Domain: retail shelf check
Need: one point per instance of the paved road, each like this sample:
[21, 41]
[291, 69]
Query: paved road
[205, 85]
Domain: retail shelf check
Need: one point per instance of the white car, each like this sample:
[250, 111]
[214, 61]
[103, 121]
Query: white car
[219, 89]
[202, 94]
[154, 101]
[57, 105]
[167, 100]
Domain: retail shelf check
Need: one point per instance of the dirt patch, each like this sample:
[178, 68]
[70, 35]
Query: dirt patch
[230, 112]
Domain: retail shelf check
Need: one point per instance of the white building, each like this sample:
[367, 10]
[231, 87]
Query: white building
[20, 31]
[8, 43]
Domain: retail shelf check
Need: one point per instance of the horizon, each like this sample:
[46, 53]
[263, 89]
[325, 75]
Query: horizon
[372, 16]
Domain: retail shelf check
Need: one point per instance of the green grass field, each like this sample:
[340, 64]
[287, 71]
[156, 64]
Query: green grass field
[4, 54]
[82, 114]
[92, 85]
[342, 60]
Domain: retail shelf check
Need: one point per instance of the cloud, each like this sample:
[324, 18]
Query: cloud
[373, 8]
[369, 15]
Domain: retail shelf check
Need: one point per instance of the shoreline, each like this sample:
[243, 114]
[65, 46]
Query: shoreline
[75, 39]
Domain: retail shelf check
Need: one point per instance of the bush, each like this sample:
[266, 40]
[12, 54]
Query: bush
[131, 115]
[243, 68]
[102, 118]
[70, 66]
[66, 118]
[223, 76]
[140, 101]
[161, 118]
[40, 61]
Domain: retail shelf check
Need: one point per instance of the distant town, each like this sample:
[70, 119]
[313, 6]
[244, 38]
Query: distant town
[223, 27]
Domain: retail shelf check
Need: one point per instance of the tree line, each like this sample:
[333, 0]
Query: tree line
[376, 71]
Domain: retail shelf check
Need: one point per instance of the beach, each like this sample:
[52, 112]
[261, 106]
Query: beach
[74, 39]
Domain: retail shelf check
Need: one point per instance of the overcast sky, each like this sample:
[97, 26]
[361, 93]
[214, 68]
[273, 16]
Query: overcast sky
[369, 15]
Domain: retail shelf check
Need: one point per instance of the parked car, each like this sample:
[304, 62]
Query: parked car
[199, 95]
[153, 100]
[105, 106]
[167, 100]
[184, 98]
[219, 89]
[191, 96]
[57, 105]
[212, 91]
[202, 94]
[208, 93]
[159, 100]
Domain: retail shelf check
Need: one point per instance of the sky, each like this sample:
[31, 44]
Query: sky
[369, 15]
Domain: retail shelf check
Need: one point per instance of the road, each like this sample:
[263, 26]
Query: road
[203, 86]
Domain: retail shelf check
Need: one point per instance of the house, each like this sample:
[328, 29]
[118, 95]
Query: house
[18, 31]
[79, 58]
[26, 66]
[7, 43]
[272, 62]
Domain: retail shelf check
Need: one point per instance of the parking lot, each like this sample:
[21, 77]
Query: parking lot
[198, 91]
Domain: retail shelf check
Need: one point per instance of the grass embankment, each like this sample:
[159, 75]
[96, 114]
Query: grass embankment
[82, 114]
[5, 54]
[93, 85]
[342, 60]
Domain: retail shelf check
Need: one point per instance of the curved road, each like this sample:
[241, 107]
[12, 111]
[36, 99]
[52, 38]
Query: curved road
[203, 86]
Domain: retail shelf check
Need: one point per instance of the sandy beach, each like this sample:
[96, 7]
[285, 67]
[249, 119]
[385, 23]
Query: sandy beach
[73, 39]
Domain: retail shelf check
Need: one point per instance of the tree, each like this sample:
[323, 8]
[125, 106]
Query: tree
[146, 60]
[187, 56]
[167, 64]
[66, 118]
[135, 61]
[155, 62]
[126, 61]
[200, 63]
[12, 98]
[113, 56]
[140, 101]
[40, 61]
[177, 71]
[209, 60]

------------------------

*Written task*
Transcribe the material above word for word.

*Output*
Domain: retail shelf check
Need: one point per instance of the paved road, each like this sample:
[21, 41]
[291, 69]
Query: paved road
[205, 85]
Domain: retail shelf check
Need: one point per instance of the white car, each like this sample:
[250, 111]
[214, 61]
[103, 121]
Query: white car
[219, 89]
[202, 94]
[154, 101]
[57, 105]
[167, 100]
Domain: retail shelf check
Need: one point per instance of the dirt patch, each like this sample:
[178, 68]
[70, 35]
Query: dirt patch
[230, 112]
Domain: retail shelf check
Need: one point per instance of the white building, each like this sample:
[367, 10]
[231, 87]
Query: white building
[20, 31]
[8, 43]
Domain: retail shelf check
Need: one point per instance of the horizon, each like this sample:
[46, 53]
[263, 89]
[325, 75]
Query: horizon
[372, 16]
Domain: retail shelf check
Need: one point per instance of the green grass field, each like this sample:
[340, 64]
[287, 71]
[156, 64]
Query: green grass field
[4, 54]
[82, 114]
[92, 85]
[342, 60]
Domain: retail shelf check
Need: one point per instance of the cloud, each like this sample:
[324, 18]
Query: cloud
[373, 8]
[369, 15]
Domain: retail shelf check
Need: one point per instance of the shoreline, each like this sample:
[243, 114]
[65, 46]
Query: shoreline
[75, 39]
Domain: retail shelf check
Need: one point per instance of the bush, each like this sample:
[266, 40]
[12, 54]
Query: bush
[131, 115]
[243, 68]
[102, 118]
[70, 66]
[66, 118]
[223, 76]
[140, 101]
[161, 118]
[40, 61]
Domain: retail shelf check
Need: one point per instance of the distant town, each like this sample:
[70, 119]
[313, 6]
[244, 38]
Query: distant town
[223, 27]
Domain: retail shelf check
Need: one point per instance of the tree line, each like this sample:
[333, 0]
Query: tree line
[376, 71]
Domain: retail shelf check
Need: one point per instance of the beach, each like this sample:
[52, 112]
[261, 106]
Query: beach
[74, 39]
Domain: retail shelf check
Need: one point per instance of the overcast sky, each like this sample:
[97, 26]
[361, 93]
[214, 68]
[273, 16]
Query: overcast sky
[369, 15]
Domain: retail shelf check
Need: one point per instance of the parked car, each like this sample:
[304, 62]
Query: parked car
[199, 95]
[153, 100]
[105, 106]
[167, 100]
[184, 98]
[219, 89]
[191, 96]
[57, 105]
[212, 91]
[202, 94]
[208, 93]
[159, 100]
Domain: retail shelf check
Need: one point per instance of the sky, each like this sample:
[31, 44]
Query: sky
[369, 15]
Domain: retail shelf check
Need: one point per instance of the road, each like this sample:
[263, 26]
Query: road
[203, 86]
Domain: retail shelf check
Need: one point per instance of the house, each like this sample:
[328, 29]
[118, 95]
Query: house
[18, 31]
[79, 58]
[26, 66]
[7, 43]
[272, 62]
Domain: retail shelf check
Need: one point per instance of the parking lot, each like this sample:
[21, 77]
Query: parking lot
[198, 91]
Domain: retail shelf check
Need: one point per instance of the grass embankment, each like this sample:
[159, 75]
[96, 114]
Query: grass embankment
[82, 114]
[5, 54]
[93, 85]
[342, 60]
Domain: retail shelf check
Need: one point per instance of the curved road, each like this sample:
[241, 107]
[12, 111]
[36, 99]
[52, 38]
Query: curved road
[203, 86]
Domain: retail shelf check
Need: one point per instance of the sandy beach, each like this sample:
[96, 7]
[285, 67]
[249, 119]
[385, 23]
Query: sandy beach
[73, 39]
Domain: retail shelf check
Need: one point per instance of the tree, each like this sample:
[323, 8]
[125, 106]
Query: tree
[146, 60]
[187, 56]
[167, 64]
[66, 118]
[135, 61]
[155, 62]
[126, 61]
[200, 63]
[12, 98]
[113, 56]
[140, 101]
[40, 61]
[177, 71]
[209, 60]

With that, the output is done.